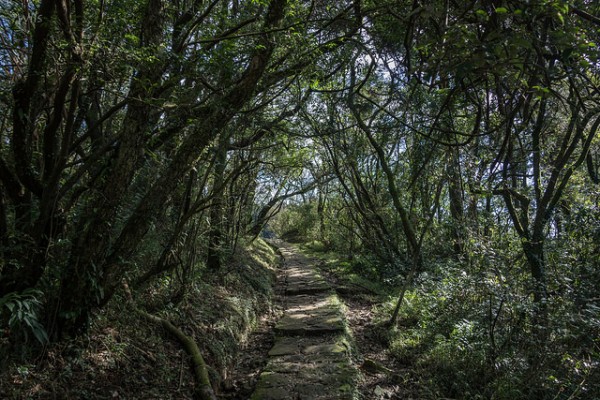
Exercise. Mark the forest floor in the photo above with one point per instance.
(379, 375)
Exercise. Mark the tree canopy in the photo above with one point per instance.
(430, 140)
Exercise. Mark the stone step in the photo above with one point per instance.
(310, 358)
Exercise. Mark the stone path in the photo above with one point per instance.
(310, 358)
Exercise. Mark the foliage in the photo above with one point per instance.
(21, 311)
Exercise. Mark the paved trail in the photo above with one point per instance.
(310, 358)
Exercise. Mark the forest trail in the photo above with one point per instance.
(310, 357)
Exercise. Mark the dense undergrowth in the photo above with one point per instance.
(125, 356)
(465, 331)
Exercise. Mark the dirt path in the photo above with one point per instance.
(310, 357)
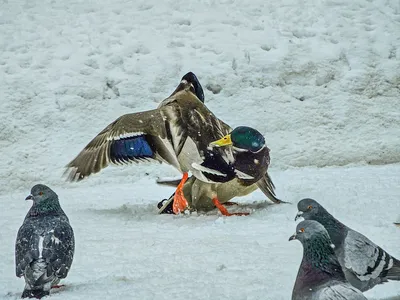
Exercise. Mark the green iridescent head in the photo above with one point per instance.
(242, 137)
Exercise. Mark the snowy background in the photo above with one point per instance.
(320, 79)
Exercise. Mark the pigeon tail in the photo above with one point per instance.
(38, 294)
(394, 272)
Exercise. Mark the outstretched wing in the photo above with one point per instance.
(130, 138)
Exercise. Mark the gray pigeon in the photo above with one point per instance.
(320, 275)
(364, 263)
(44, 248)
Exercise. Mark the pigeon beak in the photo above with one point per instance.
(299, 213)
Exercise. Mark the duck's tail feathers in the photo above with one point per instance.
(34, 293)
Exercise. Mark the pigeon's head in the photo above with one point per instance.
(308, 209)
(244, 138)
(307, 229)
(41, 193)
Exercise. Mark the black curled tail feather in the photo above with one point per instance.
(34, 294)
(394, 272)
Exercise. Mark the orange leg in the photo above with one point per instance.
(230, 203)
(224, 211)
(57, 286)
(180, 202)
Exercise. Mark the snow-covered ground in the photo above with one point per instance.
(319, 78)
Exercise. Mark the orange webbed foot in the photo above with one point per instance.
(224, 211)
(180, 202)
(230, 203)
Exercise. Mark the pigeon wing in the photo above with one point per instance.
(365, 259)
(58, 250)
(339, 292)
(25, 247)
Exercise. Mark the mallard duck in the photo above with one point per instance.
(178, 133)
(251, 159)
(201, 194)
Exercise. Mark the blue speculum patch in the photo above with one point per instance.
(130, 148)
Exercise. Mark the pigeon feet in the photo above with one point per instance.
(224, 211)
(180, 202)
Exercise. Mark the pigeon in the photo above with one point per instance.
(44, 247)
(320, 276)
(364, 263)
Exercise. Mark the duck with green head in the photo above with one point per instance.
(243, 175)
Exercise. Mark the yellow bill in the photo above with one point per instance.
(225, 141)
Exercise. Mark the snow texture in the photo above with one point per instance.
(320, 79)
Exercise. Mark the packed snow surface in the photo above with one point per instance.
(320, 79)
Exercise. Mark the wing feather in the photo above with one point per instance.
(132, 137)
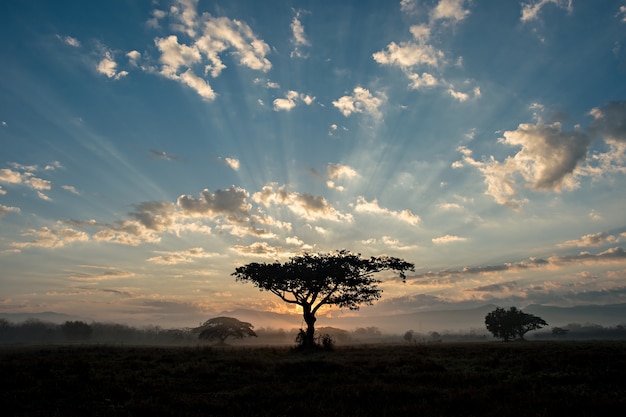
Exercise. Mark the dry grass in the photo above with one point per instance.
(484, 379)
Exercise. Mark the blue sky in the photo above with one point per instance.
(149, 148)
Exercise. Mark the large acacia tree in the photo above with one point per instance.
(311, 281)
(511, 323)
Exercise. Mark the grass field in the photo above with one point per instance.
(479, 379)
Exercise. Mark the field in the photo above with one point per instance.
(445, 379)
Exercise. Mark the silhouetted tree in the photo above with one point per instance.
(311, 281)
(221, 328)
(511, 323)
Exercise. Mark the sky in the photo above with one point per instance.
(151, 147)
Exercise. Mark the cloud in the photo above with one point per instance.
(68, 40)
(298, 38)
(258, 248)
(231, 203)
(595, 239)
(210, 37)
(103, 273)
(182, 256)
(55, 237)
(4, 210)
(304, 205)
(450, 10)
(410, 54)
(547, 161)
(154, 215)
(163, 155)
(372, 207)
(531, 9)
(70, 188)
(361, 101)
(108, 67)
(449, 206)
(291, 100)
(616, 254)
(336, 172)
(443, 240)
(134, 57)
(233, 163)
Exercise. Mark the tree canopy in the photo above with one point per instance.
(512, 323)
(339, 278)
(221, 328)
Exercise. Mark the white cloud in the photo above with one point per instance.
(361, 101)
(210, 37)
(531, 9)
(231, 203)
(108, 67)
(134, 57)
(449, 9)
(55, 237)
(299, 38)
(448, 239)
(548, 161)
(372, 207)
(4, 210)
(304, 205)
(71, 41)
(421, 81)
(291, 100)
(233, 163)
(70, 188)
(409, 54)
(182, 256)
(199, 85)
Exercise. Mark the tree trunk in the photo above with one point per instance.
(309, 319)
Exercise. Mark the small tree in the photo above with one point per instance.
(221, 328)
(311, 281)
(512, 323)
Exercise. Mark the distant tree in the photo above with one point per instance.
(221, 328)
(311, 281)
(512, 323)
(76, 330)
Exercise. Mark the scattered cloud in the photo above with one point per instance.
(616, 254)
(304, 205)
(531, 9)
(449, 10)
(55, 237)
(70, 188)
(291, 100)
(210, 38)
(163, 155)
(108, 67)
(232, 162)
(298, 39)
(182, 256)
(595, 239)
(372, 207)
(4, 210)
(68, 40)
(361, 101)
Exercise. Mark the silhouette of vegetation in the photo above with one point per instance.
(76, 330)
(221, 328)
(512, 323)
(311, 281)
(547, 378)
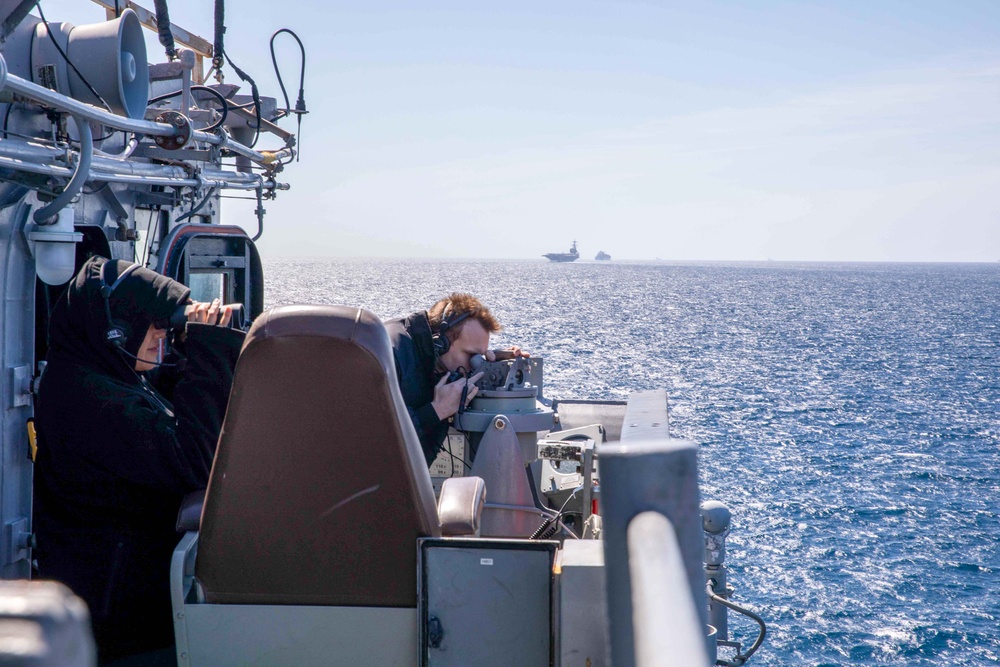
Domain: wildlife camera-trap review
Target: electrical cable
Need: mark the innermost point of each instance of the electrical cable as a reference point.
(195, 209)
(220, 56)
(55, 43)
(163, 28)
(207, 89)
(149, 235)
(740, 659)
(300, 103)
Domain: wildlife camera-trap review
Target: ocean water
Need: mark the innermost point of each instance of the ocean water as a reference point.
(849, 414)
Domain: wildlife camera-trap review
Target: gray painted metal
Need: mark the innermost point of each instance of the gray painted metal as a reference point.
(575, 414)
(582, 612)
(492, 598)
(639, 476)
(42, 624)
(646, 416)
(224, 634)
(499, 462)
(17, 351)
(716, 518)
(667, 626)
(149, 128)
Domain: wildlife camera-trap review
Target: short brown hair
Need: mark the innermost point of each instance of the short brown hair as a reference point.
(456, 304)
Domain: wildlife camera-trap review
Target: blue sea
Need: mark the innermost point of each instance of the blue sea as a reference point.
(849, 414)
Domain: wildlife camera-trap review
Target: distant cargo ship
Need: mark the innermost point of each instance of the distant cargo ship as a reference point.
(570, 256)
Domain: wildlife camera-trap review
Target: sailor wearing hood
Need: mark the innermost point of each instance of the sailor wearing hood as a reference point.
(116, 453)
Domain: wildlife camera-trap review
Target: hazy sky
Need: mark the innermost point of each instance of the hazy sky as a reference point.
(678, 130)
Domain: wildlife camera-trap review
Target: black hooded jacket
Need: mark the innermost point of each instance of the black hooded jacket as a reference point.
(416, 368)
(116, 455)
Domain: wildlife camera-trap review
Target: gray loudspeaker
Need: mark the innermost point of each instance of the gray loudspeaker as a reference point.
(111, 56)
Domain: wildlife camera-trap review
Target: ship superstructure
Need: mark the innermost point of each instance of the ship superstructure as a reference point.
(570, 256)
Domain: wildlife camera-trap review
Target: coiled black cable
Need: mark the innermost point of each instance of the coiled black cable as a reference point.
(300, 103)
(222, 100)
(163, 28)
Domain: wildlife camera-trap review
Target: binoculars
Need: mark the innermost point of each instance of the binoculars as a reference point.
(178, 319)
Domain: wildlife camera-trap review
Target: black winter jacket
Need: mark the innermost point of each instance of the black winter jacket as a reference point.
(116, 455)
(416, 369)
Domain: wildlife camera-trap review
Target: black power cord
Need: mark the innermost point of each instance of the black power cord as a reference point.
(300, 103)
(163, 28)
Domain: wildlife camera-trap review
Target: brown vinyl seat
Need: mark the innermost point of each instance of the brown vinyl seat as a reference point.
(319, 489)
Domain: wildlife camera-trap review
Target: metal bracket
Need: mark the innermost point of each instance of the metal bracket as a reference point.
(20, 386)
(17, 540)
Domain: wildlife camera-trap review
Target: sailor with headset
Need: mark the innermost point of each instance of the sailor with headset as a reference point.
(433, 351)
(118, 450)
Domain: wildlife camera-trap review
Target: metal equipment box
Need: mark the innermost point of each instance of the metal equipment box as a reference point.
(485, 602)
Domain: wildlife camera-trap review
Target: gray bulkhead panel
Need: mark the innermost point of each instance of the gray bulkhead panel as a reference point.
(237, 635)
(17, 349)
(609, 414)
(582, 620)
(486, 602)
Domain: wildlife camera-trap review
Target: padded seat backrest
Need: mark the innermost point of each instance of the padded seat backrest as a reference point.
(319, 489)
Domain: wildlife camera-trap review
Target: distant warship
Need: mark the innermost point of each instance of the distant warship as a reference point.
(570, 256)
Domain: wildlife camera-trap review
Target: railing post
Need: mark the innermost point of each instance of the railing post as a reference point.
(639, 476)
(664, 618)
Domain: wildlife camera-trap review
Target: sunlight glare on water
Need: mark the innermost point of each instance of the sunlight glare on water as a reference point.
(847, 413)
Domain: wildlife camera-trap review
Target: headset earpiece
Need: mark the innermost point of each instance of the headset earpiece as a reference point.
(117, 332)
(440, 339)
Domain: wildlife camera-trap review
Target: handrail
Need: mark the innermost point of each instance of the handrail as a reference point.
(666, 625)
(39, 159)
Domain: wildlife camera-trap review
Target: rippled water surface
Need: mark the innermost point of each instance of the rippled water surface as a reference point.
(848, 413)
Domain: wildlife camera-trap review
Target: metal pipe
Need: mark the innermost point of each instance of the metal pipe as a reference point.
(667, 627)
(220, 179)
(637, 476)
(149, 128)
(48, 214)
(63, 103)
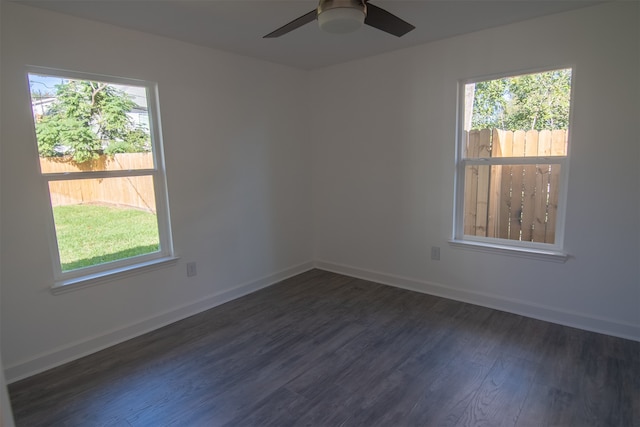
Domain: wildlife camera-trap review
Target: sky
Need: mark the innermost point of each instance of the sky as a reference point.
(39, 83)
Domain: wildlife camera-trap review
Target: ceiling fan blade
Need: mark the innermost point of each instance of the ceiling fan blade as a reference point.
(296, 23)
(386, 21)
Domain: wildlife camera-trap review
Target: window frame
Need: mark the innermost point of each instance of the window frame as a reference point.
(543, 251)
(69, 280)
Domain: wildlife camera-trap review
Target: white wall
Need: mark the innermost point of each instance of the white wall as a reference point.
(237, 157)
(6, 415)
(384, 169)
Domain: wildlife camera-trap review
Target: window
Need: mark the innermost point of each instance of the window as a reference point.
(101, 162)
(512, 161)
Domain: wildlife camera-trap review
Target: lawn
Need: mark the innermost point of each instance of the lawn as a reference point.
(94, 234)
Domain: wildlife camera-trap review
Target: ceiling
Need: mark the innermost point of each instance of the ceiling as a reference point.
(238, 25)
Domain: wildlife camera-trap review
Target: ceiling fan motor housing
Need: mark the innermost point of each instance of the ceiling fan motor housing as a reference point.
(341, 16)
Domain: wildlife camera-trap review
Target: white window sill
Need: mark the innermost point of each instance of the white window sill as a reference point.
(73, 284)
(531, 253)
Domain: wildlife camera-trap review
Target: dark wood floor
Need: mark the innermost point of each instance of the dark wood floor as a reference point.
(322, 349)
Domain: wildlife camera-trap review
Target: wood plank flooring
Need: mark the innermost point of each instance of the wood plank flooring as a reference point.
(322, 349)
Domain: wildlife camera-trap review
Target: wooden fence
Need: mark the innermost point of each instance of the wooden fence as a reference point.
(135, 191)
(517, 201)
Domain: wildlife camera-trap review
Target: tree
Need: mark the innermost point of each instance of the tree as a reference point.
(533, 101)
(88, 119)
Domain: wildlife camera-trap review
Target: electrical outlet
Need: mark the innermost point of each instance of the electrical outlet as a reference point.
(191, 269)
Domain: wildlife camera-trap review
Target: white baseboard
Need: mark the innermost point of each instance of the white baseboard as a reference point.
(67, 353)
(524, 308)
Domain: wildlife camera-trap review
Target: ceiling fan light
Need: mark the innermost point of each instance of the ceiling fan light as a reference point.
(341, 20)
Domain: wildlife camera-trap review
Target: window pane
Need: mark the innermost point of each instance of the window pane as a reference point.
(89, 122)
(533, 107)
(516, 202)
(484, 143)
(104, 220)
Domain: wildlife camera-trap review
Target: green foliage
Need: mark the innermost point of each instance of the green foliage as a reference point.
(532, 101)
(87, 119)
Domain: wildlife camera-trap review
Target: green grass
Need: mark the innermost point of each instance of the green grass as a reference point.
(92, 234)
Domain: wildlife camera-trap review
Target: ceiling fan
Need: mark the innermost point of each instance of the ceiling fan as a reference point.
(343, 16)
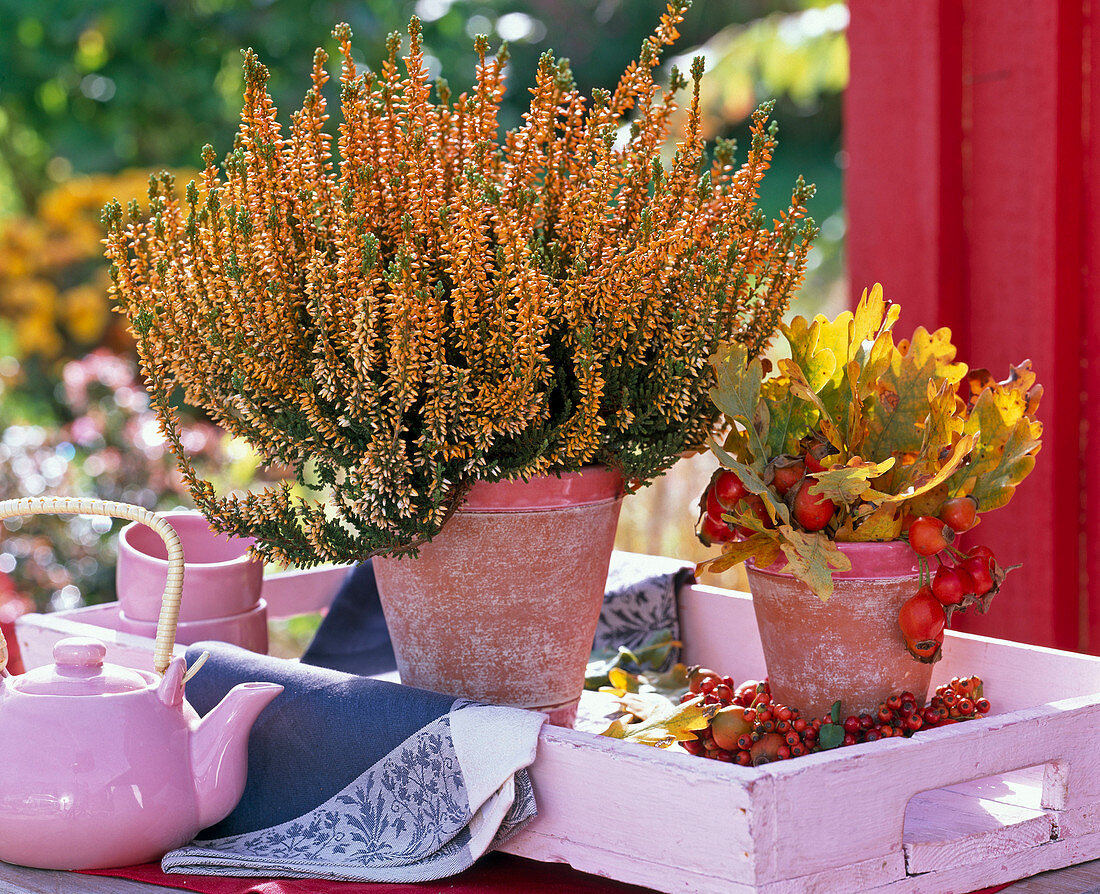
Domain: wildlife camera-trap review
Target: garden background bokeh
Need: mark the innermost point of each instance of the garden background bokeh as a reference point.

What to do:
For this exercise, repeat exactly the lines of the data above from the one with "Target: railing post" down to the one with "Target: metal pipe", both end lines included.

Written answer:
Target: railing post
Need: mark the innermost point of each instance of the railing post as a reference point.
(639, 476)
(664, 618)
Domain: wildlife camera-trap review
Target: sunlight glare on water
Need: mark the innermost point of each instance of the sunlight glare on water as a reference point.
(847, 413)
Domain: wildlife camera-trap review
Target: headset earpiece
Need: mark the innermost point of each instance of the headset earpiece as a reference point.
(117, 332)
(440, 339)
Domain: wildlife camera-trap review
Target: handrail
Need: mark the innermost point of each instance of the handrail as a reference point.
(666, 625)
(39, 159)
Domain: wildlife camera-trap review
Target: rippled water surface
Need: mark the innermost point of each instance of the rippled water surface as a reference point.
(848, 413)
Domain: wildlife camera-trap review
Target: metal pipe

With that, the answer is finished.